*** Opening of Excerpted passage ***

Erron Anthony Clarke was detained by ICE in November, and held in detention at the Alphonse M. D’Amato U.S. Courthouse in Central Islip, N.Y.
Credit...Bryan R. Smith/Agence France-Presse — Getty Images

Trump-Appointed Judge Flays ICE Over Conditions in Long Island Lockup

A detainee and eight others were held in a tiny room with an open toilet in freezing, filthy conditions.

by · NY Times

The cell was poorly heated, designed to hold only a single person, briefly, and measuring about 6 feet by 6 feet. But Erron Anthony Clarke spent more than two days there, sleeping near an open toilet with eight others, as the temperature outside dropped to 21 degrees.

The lights were kept on at all hours.

The detention, inside a federal courthouse in Central Islip, N.Y., was the subject of a blistering 24-page opinion on Thursday by Judge Gary R. Brown regarding the treatment of Mr. Clarke, a Jamaican citizen who had applied for permanent residency and was held in the freezing, filthy conditions, unable to shower.

“After nearly 35 years of experience with federal law enforcement in this judicial district, encompassing service as a prosecutor and a judge, I have never encountered anything like this,” Judge Brown, who was appointed by President Trump in 2019, wrote.

The judge also wrote that Immigration and Customs Enforcement had presented false information about Mr. Clarke’s arrest and had ignored court orders by failing to present him for a hearing and provide photographs of the cell. He questioned why the agency should not be held in contempt.

The scathing opinion from Judge Brown was the latest example of the way judges across the country have criticized conditions at federal detention lockups, in some cases releasing people they say have been wrongfully and inhumanely detained.

A federal judge in August ordered the Trump administration to fix the squalid holding cells used to house migrants at 26 Federal Plaza in New York City. In November, a judge in Chicago said that an ICE facility subjected migrants to “unnecessarily cruel” conditions and imposed restrictions on the facility.

A spokeswoman for the Department of Homeland Security did not immediately respond to a request for comment, nor did a lawyer for Mr. Clarke, who has now been released.

Mr. Clarke, 41, came to the United States in 2018 on a visa for seasonal workers, according to court documents. He remained in the country after his visa expired but in 2023 married a U.S. citizen, opening a path to permanent residency.

*** Close of Excerpted passage ***

◆ **Check your understanding**:
(1) From the news article about the Long Island lockup, extract the passage from "The scathing opinion" up to and including "and inhumanely detained.".
(2) In the news article about the Long Island lockup, how many other people shared the cell with Erron Anthony Clarke?

*** Opening of Provided information ***

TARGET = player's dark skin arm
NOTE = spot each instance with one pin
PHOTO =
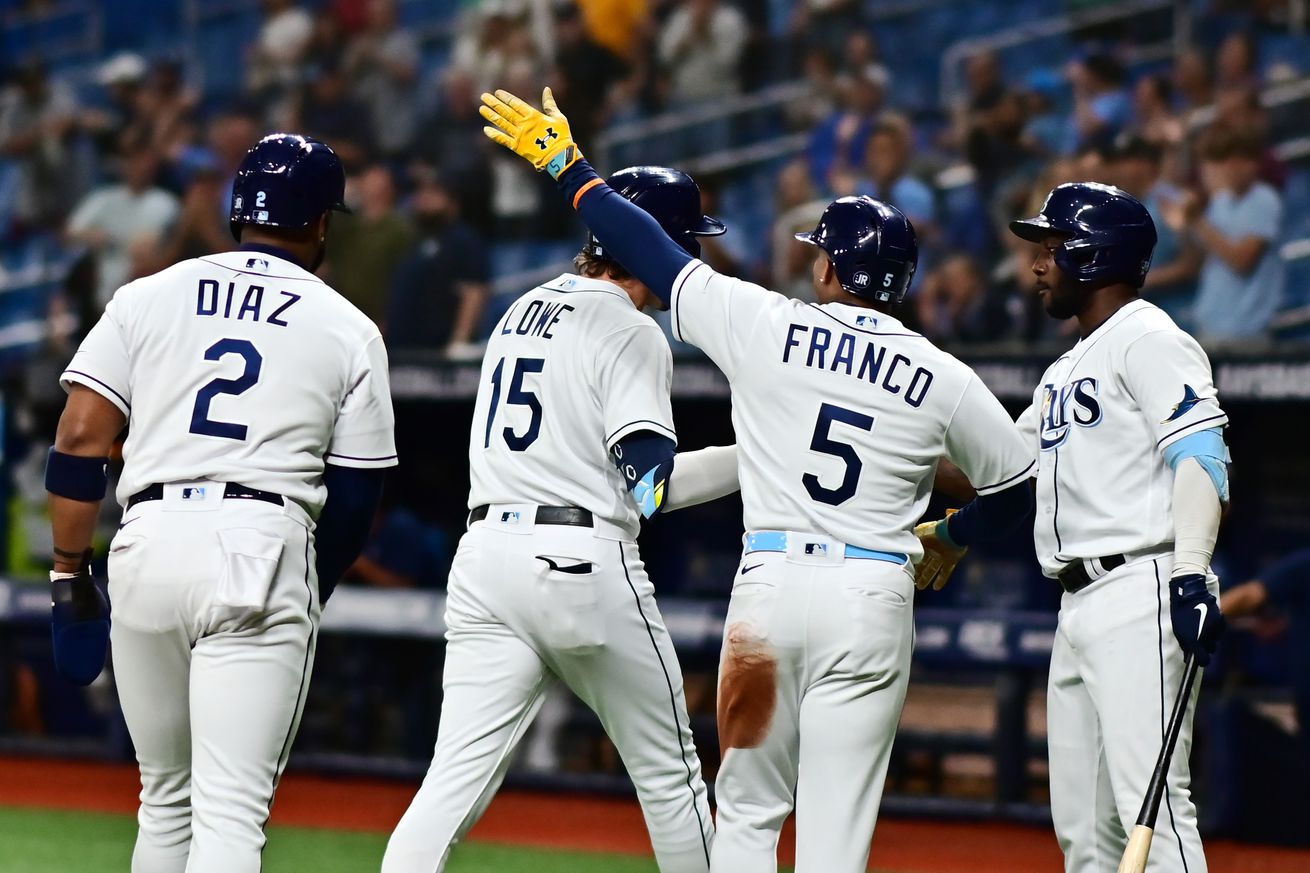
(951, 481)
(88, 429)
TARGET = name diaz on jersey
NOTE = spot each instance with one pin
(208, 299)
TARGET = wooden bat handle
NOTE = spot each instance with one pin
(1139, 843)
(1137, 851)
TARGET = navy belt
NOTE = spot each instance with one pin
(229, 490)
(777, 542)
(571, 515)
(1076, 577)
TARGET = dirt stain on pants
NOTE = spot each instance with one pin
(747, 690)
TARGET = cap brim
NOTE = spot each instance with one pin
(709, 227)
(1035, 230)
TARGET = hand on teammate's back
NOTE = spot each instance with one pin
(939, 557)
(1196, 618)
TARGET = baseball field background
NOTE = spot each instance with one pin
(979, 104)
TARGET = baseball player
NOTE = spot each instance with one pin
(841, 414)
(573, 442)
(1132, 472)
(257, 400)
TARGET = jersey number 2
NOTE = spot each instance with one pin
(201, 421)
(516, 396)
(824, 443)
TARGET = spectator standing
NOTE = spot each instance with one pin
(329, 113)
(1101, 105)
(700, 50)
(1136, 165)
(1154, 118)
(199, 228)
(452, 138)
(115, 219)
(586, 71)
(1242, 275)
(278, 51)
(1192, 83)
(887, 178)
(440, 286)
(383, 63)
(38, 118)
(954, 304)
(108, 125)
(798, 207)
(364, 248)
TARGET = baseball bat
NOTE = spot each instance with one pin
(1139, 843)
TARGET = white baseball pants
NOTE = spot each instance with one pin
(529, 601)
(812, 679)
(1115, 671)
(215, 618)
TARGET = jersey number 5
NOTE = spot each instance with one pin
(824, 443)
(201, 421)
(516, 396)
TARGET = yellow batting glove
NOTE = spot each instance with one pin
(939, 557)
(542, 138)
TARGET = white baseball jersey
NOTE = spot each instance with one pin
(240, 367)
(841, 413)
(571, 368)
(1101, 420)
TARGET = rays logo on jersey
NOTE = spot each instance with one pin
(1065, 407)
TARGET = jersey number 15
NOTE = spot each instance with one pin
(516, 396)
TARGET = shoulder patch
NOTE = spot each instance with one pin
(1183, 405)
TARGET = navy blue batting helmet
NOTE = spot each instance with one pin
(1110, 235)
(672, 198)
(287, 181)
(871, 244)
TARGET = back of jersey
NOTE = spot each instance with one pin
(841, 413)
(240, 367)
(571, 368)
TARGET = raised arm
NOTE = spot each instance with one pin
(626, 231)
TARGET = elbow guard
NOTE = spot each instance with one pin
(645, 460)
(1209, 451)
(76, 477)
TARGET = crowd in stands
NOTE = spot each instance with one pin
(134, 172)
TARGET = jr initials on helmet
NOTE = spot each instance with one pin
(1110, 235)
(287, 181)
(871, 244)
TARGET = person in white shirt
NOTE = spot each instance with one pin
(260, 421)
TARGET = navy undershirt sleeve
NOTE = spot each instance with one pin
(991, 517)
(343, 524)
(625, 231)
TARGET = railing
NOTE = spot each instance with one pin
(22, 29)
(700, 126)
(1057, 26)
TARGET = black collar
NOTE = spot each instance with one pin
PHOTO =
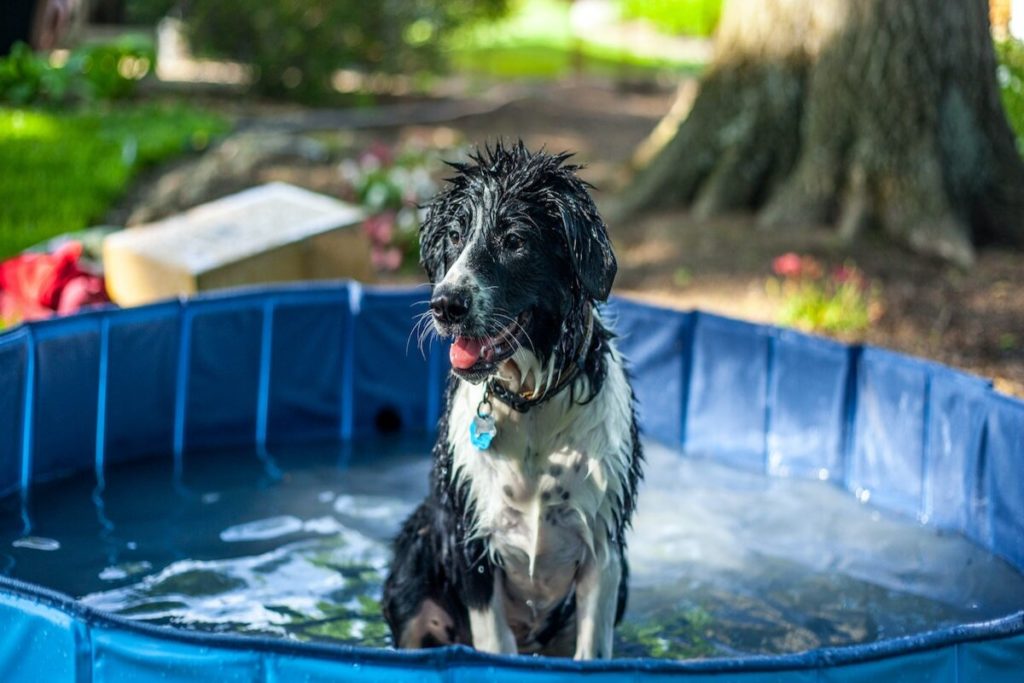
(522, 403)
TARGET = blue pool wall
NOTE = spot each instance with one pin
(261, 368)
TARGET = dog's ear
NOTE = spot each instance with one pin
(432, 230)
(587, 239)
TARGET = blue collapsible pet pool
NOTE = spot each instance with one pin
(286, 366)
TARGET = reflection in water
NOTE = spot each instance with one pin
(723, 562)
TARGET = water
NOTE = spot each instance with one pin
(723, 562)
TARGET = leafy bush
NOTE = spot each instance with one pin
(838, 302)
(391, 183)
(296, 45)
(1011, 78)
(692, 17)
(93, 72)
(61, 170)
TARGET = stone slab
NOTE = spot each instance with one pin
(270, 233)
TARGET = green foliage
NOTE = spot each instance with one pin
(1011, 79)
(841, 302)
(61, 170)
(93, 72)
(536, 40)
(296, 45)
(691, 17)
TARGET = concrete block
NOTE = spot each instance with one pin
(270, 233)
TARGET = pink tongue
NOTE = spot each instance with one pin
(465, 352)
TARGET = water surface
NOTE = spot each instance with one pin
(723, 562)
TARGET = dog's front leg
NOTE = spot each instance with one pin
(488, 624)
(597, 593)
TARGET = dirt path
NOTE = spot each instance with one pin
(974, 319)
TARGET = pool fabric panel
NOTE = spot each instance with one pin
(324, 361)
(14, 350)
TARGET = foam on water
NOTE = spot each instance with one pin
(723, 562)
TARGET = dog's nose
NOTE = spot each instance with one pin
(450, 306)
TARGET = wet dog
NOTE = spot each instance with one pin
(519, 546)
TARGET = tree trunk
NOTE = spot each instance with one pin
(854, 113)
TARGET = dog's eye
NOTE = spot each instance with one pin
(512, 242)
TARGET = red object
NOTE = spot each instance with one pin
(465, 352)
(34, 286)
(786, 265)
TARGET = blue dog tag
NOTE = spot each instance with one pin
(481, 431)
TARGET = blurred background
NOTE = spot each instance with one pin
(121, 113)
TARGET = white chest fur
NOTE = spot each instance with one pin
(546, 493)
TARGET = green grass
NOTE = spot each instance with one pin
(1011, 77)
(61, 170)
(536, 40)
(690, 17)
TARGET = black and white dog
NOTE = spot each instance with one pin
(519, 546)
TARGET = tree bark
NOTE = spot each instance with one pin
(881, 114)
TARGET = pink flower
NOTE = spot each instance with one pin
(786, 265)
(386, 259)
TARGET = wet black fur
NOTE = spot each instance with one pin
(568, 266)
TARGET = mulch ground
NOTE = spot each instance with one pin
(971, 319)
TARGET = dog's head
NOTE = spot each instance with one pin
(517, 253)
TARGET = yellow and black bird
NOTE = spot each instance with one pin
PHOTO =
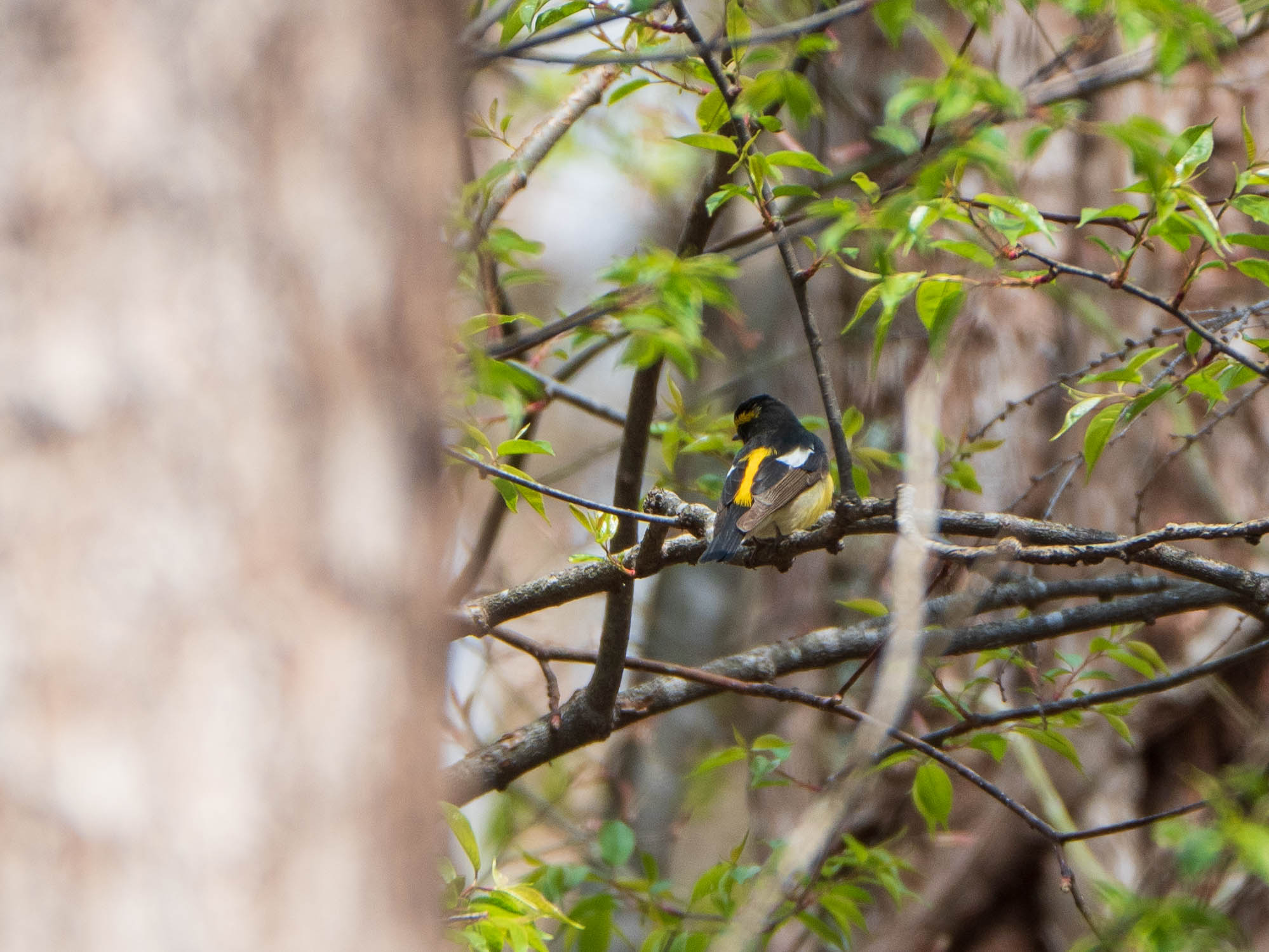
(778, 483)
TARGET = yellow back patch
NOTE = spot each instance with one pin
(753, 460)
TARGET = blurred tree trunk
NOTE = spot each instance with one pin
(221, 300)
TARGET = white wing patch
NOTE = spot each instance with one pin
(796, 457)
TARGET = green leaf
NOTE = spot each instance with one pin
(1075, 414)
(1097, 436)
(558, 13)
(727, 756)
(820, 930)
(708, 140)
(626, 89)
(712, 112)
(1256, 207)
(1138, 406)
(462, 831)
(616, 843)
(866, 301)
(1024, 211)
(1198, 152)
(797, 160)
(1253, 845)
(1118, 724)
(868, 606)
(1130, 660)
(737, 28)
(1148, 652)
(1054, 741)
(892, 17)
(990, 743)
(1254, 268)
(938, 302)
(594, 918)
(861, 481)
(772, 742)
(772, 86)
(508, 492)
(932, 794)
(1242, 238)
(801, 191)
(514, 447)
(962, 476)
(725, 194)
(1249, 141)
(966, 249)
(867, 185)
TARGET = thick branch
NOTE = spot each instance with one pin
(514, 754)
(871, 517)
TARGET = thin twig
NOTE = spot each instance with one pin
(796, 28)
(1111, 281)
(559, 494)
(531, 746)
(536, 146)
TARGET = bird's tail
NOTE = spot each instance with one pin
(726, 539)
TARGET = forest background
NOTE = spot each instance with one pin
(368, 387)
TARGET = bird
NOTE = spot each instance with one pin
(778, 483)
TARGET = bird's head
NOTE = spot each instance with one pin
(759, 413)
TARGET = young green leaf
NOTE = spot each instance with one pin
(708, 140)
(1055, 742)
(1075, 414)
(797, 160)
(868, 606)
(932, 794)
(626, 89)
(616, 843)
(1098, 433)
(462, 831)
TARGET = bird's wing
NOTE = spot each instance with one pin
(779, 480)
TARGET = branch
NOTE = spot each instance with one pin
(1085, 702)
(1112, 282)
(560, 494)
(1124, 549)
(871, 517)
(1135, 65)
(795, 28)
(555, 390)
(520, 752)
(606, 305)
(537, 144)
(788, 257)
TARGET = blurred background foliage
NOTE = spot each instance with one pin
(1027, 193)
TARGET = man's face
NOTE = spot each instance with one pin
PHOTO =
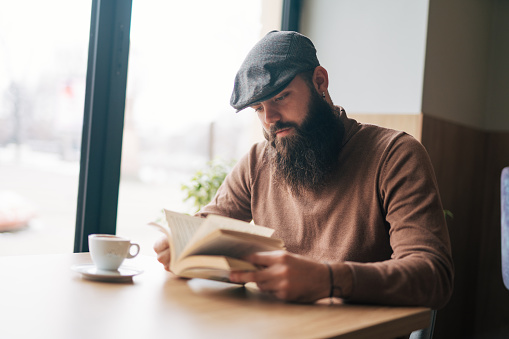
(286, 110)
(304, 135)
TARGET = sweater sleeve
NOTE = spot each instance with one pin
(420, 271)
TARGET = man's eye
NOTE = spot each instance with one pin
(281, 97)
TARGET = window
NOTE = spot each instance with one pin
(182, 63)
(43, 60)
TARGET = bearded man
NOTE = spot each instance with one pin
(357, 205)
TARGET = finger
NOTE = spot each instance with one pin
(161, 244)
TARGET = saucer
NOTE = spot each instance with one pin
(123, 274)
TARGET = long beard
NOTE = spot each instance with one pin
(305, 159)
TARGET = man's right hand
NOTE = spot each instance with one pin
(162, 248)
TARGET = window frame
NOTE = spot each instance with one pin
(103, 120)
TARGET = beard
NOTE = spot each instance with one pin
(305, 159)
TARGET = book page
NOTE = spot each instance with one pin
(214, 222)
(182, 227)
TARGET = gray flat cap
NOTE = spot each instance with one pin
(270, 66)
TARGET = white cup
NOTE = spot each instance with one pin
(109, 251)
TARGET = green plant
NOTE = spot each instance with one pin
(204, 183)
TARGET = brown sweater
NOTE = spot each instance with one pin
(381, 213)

*** Close of Provided information ***

◆ **Solutions to each task**:
(1)
The scathing opinion from Judge Brown was the latest example of the way judges across the country have criticized conditions at federal detention lockups, in some cases releasing people they say have been wrongfully and inhumanely detained.

(2) Eight others.